Set of tasks.
1 - Answer these questions from the text about Austen characters and masks, one answer per line, marked (a) to (c) as the questions are.
(a) Why does Charles Bingley's mask keep falling below his nose?
(b) What does Caroline Bingley say will go with the mask?
(c) What reason is given for Lady Catherine de Bourgh wearing a mask?
2 - Reproduce the text about Austen characters and masks from "Charles Bingley: Yes, but" to "Kitty: Um, no!", keeping every word and mark the same.
3 - According to the text about Austen characters and masks, why won't Mrs. Bennet wear a mask? Answer in one to three sentences.
#### Page extract ####
Pride and Prejudice
Elizabeth Bennet: Yes, of course, she would wear one — a mask can’t stop her from giving her opinions very decidedly for so young a person.
Charles Bingley: Yes, but it constantly falls below his nose because he keeps laughing uproariously at everything anyone says.
Fitzwilliam Darcy: Of course. A mask cannot stop a person from spotting a pair of fine eyes. And he’s already very good at keeping his distance.
Caroline Bingley: I mean, if it’s the fashion, of course, she’ll be wearing one. With a pearl maskchain. Like they do in London.
Wickham: Nope. He wears masks in public, but everyone knows that you have to take it off when you have a girl over. Plus, teens are less likely to get coronavirus.
Jane Bennet: Certainly. Neither her beauty nor her kindness can be diluted by a mask.
Lydia & Kitty: Um, no!
Mary Bennet: Yes, and she would be so annoying about it that eventually everyone else in her household would stop wearing masks to spite her.
Mrs. Bennet: Why should she? She’s sure she’s already had the virus five times by now, and with her nerves, and under the stress of a pandemic that could very well disrupt the all-important courting of her five daughters, who could ask her to wear such nonsense? No, I think not.
Mr. Bennet: Absolutely. And his advice to his daughters is that their mother will never see them again if they do wear a mask, and he will never see them again if they don’t.
Lady Catherine de Bourgh: Yes, she’s in the at-risk group.
Mr. Collins: Yes (see above for why).
Anne Elliot: Yes, for the entire story, but she eventually throws caution to the wind and takes it off to kiss the heck out of Wentworth. Can you blame her?
Captain Wentworth: Yes, and it conceals his true emotions. Two for one.
Sense and Sensibility
Elinor Dashwood: Ms. Sense herself, do you even have to ask?
Marianne Dashwood: Yes for her sister, then no for a boy, then she gets Covid and Colonel Brandon nurses her back to health, then yes again for her sister AND a boy, i.e., a much older adult man.
Edwards Ferrars: Yes. He promised to wear a mask. So he will wear the mask, even if he no longer wishes to wear that…particular mask. In fact: he prefers another mask!
Willoughby: He puts the mask around his chin because he thinks it doesn’t look cool on.
Fanny Price: Yes, she’s the picture of moral fortitude.
#### Given information ####
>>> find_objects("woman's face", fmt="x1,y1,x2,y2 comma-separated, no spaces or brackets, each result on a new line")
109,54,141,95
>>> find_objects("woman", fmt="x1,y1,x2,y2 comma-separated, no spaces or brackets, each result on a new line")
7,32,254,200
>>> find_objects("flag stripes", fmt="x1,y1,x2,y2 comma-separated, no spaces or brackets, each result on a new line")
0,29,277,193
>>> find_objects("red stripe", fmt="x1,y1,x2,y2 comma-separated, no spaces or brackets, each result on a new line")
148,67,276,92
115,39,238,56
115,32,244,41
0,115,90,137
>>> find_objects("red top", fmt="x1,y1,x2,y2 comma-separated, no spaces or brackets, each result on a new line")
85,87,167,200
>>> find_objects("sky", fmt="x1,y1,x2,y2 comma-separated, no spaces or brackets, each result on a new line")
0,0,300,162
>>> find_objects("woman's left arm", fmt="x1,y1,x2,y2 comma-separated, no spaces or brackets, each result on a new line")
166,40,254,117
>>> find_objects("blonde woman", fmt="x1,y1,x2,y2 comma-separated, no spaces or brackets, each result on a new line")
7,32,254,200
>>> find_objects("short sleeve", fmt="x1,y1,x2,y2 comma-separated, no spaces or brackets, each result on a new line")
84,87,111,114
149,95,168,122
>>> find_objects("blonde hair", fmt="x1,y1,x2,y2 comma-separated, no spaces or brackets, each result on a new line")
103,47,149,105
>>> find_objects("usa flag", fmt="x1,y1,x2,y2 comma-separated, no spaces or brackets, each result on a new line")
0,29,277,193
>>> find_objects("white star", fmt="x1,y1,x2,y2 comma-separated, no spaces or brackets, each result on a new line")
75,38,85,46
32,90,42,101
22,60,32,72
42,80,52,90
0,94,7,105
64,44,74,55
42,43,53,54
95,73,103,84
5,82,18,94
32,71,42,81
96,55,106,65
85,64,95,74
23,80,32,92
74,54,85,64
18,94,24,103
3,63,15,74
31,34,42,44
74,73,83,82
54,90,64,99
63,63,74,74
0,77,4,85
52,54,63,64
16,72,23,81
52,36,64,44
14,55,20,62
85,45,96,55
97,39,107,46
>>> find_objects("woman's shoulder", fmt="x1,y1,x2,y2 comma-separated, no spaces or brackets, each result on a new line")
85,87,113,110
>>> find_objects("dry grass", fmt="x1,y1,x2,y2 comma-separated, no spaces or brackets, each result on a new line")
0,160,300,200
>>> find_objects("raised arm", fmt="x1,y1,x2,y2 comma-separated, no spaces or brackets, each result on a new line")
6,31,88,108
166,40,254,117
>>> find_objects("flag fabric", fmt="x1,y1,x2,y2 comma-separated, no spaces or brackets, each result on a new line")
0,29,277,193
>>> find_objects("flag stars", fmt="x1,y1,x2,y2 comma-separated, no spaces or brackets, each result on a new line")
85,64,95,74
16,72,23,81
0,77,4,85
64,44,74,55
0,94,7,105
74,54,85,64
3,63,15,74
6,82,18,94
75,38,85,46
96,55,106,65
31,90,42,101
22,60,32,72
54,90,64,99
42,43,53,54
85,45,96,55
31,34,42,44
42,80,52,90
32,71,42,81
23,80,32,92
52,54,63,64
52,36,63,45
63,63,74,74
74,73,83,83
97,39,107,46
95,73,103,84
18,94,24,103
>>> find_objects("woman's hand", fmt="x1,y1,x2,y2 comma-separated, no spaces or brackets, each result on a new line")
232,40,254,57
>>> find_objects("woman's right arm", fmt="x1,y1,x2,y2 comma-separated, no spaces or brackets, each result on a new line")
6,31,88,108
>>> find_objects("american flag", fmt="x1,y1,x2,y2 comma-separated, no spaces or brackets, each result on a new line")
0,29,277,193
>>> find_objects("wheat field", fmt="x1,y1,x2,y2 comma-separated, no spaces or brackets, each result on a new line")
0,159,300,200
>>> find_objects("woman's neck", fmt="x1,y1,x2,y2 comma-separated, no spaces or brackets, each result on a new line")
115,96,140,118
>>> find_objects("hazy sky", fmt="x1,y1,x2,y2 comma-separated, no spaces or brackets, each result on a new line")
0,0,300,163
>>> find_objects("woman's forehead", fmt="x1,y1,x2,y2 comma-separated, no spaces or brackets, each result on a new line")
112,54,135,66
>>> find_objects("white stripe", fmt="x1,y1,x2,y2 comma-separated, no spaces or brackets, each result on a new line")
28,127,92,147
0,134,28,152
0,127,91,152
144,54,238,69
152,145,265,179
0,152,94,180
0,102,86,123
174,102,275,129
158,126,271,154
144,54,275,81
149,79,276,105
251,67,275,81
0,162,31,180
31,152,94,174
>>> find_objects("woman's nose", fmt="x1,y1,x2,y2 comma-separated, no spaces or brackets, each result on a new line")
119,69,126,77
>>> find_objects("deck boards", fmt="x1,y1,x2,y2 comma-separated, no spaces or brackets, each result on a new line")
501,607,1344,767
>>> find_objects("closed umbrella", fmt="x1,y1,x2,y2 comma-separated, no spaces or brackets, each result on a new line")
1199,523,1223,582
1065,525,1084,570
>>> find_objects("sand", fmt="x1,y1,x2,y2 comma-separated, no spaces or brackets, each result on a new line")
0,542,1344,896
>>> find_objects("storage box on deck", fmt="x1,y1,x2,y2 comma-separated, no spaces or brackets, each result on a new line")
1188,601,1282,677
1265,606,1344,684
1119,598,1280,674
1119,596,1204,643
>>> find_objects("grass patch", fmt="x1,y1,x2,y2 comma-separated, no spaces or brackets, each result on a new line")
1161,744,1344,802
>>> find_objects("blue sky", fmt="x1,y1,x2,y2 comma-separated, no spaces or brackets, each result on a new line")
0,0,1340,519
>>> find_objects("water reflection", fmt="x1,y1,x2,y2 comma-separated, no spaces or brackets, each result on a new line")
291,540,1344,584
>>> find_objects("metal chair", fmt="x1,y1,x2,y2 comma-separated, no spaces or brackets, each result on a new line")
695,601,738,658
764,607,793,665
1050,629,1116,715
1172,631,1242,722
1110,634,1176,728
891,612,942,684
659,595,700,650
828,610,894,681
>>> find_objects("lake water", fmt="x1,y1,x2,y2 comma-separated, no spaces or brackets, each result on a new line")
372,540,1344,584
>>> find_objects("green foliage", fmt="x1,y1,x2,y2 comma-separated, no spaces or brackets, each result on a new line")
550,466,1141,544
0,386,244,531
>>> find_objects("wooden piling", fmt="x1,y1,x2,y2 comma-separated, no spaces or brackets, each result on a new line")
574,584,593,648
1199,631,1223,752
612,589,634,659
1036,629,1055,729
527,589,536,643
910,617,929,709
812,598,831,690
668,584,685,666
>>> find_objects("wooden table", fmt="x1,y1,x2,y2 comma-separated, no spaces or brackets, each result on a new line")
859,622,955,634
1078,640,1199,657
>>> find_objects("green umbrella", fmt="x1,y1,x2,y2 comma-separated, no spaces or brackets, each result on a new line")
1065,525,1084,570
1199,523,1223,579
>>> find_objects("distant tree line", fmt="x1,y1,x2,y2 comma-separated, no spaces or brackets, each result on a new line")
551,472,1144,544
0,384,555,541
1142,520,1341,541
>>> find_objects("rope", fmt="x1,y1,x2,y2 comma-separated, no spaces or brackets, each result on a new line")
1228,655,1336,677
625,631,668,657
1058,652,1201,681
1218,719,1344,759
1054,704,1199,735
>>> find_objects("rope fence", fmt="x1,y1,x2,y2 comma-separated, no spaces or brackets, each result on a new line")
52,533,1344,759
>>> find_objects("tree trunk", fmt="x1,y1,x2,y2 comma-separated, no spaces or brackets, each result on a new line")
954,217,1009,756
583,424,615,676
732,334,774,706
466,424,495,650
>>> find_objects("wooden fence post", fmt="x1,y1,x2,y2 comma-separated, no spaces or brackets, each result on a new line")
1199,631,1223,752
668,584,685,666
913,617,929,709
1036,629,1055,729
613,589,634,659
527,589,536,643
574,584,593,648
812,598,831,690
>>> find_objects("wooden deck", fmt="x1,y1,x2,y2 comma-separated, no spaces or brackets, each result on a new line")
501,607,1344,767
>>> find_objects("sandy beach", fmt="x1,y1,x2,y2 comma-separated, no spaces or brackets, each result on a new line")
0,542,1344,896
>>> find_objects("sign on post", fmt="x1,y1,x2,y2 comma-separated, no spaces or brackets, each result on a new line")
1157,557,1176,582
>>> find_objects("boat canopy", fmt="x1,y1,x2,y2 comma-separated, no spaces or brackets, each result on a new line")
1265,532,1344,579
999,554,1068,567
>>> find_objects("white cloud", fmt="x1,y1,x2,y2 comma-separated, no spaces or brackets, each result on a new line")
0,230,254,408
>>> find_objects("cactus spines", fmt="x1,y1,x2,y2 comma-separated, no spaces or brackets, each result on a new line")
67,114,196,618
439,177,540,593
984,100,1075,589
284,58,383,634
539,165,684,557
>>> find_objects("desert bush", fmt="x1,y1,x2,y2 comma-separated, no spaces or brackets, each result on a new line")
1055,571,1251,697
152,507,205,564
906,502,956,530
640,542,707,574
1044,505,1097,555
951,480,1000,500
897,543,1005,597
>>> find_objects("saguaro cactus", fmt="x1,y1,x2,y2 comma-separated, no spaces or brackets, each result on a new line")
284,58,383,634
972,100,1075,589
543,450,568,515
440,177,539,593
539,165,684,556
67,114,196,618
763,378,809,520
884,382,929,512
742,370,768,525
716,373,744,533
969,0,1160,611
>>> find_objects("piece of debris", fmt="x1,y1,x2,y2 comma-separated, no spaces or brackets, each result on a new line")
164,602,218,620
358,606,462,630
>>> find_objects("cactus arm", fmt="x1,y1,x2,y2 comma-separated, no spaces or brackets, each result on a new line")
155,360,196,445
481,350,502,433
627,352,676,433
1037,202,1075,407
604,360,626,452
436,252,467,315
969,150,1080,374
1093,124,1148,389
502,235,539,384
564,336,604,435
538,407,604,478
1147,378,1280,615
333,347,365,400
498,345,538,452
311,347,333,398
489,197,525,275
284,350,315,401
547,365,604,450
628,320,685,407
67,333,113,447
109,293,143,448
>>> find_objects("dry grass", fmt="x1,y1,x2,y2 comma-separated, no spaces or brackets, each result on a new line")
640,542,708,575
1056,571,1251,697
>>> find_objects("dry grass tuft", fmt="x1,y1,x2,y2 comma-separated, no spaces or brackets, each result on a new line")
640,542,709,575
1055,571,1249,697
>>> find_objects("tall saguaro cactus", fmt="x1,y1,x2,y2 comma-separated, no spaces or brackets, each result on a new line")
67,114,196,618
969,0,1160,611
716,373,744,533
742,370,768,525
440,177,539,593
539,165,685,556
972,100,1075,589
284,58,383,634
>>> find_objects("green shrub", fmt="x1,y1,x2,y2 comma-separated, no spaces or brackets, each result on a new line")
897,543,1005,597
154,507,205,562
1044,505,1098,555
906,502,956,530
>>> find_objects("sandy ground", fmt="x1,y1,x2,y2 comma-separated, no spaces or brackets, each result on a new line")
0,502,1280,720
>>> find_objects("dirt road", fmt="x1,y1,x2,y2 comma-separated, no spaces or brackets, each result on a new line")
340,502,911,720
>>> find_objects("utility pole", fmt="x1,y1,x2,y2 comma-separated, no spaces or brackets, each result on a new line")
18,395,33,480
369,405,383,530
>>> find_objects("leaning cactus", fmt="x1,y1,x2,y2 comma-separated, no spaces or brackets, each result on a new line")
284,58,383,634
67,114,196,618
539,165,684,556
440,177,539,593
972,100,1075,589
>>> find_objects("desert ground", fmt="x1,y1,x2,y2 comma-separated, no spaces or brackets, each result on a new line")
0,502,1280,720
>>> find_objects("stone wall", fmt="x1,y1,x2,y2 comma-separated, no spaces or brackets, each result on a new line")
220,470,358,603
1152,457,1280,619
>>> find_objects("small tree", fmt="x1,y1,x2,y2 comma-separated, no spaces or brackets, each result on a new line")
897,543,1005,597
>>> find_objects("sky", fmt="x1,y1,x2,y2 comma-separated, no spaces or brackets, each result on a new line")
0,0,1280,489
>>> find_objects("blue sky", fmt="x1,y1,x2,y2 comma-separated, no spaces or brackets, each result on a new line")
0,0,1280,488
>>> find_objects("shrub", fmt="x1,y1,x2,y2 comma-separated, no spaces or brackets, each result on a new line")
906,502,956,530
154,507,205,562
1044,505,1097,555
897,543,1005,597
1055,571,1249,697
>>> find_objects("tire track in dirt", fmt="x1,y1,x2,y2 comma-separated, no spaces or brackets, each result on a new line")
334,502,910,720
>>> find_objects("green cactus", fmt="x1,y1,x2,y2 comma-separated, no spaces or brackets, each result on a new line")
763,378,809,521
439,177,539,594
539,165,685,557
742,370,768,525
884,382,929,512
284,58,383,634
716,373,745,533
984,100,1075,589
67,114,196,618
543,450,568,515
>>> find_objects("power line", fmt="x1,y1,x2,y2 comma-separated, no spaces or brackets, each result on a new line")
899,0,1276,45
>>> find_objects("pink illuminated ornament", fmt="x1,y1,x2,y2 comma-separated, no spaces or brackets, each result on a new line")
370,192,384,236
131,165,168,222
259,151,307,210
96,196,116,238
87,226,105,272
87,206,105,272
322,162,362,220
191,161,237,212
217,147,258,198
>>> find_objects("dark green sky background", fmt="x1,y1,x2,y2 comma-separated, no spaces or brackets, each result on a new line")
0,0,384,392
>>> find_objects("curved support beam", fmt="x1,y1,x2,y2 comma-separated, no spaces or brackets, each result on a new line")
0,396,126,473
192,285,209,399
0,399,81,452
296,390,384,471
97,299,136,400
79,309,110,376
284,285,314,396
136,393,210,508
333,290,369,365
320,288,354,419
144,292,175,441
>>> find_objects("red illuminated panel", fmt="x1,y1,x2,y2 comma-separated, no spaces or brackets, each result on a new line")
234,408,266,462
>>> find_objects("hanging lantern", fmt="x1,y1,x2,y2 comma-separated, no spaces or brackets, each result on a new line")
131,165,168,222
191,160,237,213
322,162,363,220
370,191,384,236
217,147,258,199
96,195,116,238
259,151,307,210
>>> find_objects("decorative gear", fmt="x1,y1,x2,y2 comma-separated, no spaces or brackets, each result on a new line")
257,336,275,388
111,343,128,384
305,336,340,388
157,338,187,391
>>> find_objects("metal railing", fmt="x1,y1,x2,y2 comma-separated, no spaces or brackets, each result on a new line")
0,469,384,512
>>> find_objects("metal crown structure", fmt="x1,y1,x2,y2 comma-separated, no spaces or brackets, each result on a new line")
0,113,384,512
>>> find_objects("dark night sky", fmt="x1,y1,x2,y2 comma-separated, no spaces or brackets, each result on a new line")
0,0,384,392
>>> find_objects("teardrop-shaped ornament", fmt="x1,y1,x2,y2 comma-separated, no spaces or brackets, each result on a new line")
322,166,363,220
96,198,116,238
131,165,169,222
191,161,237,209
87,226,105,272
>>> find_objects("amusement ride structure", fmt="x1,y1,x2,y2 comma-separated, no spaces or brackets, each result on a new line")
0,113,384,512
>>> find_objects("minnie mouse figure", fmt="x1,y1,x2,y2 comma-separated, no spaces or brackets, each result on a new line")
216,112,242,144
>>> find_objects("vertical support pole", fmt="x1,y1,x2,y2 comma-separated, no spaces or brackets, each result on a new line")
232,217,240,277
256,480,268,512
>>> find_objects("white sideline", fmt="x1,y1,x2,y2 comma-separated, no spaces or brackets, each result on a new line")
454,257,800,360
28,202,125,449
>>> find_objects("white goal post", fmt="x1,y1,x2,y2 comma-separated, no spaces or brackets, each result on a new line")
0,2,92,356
####
Activity answers.
1 -
(a) He keeps laughing uproariously at everything anyone says.
(b) A pearl maskchain.
(c) She's in the at-risk group.

2 -
Charles Bingley: Yes, but it constantly falls below his nose because he keeps laughing uproariously at everything anyone says.
Fitzwilliam Darcy: Of course. A mask cannot stop a person from spotting a pair of fine eyes. And he’s already very good at keeping his distance.
Caroline Bingley: I mean, if it’s the fashion, of course, she’ll be wearing one. With a pearl maskchain. Like they do in London.
Wickham: Nope. He wears masks in public, but everyone knows that you have to take it off when you have a girl over. Plus, teens are less likely to get coronavirus.
Jane Bennet: Certainly. Neither her beauty nor her kindness can be diluted by a mask.
Lydia & Kitty: Um, no!

3 - She is sure she has already had the virus five times. She also cites her nerves and the stress of a pandemic that could disrupt the courting of her five daughters.